:: Supplied text ::

On December 7, 1995 the Competition Authority submitted an advisory opinion to the Commission for Transport, Posts and Telecommunications of the Chamber of Deputies, on the legislative proposal dealing with the structural reorganisation of the telecommunications industry.

The advisory opinion, issued in compliance with Article 22 of Law No. 287/90, highlights the need to hasten the liberalisation of access to the telecommunications market in order to allow carriers to use alternative network infrastructures and to offer a wide range of services to consumers.

The Authority considers it necessary that the abolishment of administrative barriers which restrict the entry of telecommunications operators into the national market must be accompanied by a regulatory scheme aimed at fostering the pluralism of carriers and the development of competition. In view of this, the Authority urges the legislator to adopt the following provisions:

a) to switch from a concessionary scheme to an authorization regulatory scheme whose effect will not be to limit the number of operators in the market and also will not be to impose generalized minimum service requirements. The new scheme should allow any operator, in possession of the legal requirements, to begin offering telecommunications services (the legislative proposal maintains a concessionary scheme that applies only to new entrants);

b) to eliminate regulatory asymmetries which favour the current public carrier (as a matter of fact, according to the legislative proposal, the public carrier is entitled to freely implement networks all over the national territory, while the other carriers have to limit the potential extension of their coverage;

c) to introduce regulatory asymmetries aimed at limiting the public carrier's conduct on the market, and whose effect will be to favour free entry of competitors, especially those providing transmission networks;

d) to anticipate to January 1st, 1997, the liberalisation of the access to the voice services market and the full liberalisation for the experimentation of these same services (according to the mentioned legislative proposal, this might be timed following other countries' experiences. There are nonetheless still some provisions which favour the public carrier in relation to the abolishment of the monopoly regime. For instance, the reduction of the licensing costs, the updating of tariffs of the telephone services and leased lines, that are at the present time among the highest in the industrialised countries);

e) to liberalise completely the alternative telecommunications infrastructures owned by public utility companies (FS, ENEL, SNAM, AUTOSTRADE), and to impose a prohibition on the public carrier from using these same infrastructures;

f) to liberalise immediately the supply of satellite communications and to eliminate the present exclusive right enjoyed by the public carrier in this segment of the telecommunications market; in particular, it might be appropriate that an institution with supervisory and controlling powers - either a Ministry or an independent agency - be given responsibility for enforcing legislation on satellites communications in order to protect the market and the consumers;

g) to define non-discriminatory access conditions in order to ensure the interconnection to the network run by the public carrier. In view of this, a national regulatory agency should be given powers to avoid that carriers impede access to their own networks to operators who want to use them to offer services;

h) to define universal service obligations, related costs and financing mechanism in such a way as to foster competition in the telecommunications markets. These regulatory activities should be undertaken by the national regulatory agency.

:: Data extract ::
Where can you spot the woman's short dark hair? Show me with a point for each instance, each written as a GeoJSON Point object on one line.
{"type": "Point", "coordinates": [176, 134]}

:: Written problem ::
Reproduce word for word the passage of the telecommunications advisory opinion that begins with the words "On December 7, 1995" and ends with "services to consumers.".

:: Output of the exercise ::
On December 7, 1995 the Competition Authority submitted an advisory opinion to the Commission for Transport, Posts and Telecommunications of the Chamber of Deputies, on the legislative proposal dealing with the structural reorganisation of the telecommunications industry.

The advisory opinion, issued in compliance with Article 22 of Law No. 287/90, highlights the need to hasten the liberalisation of access to the telecommunications market in order to allow carriers to use alternative network infrastructures and to offer a wide range of services to consumers.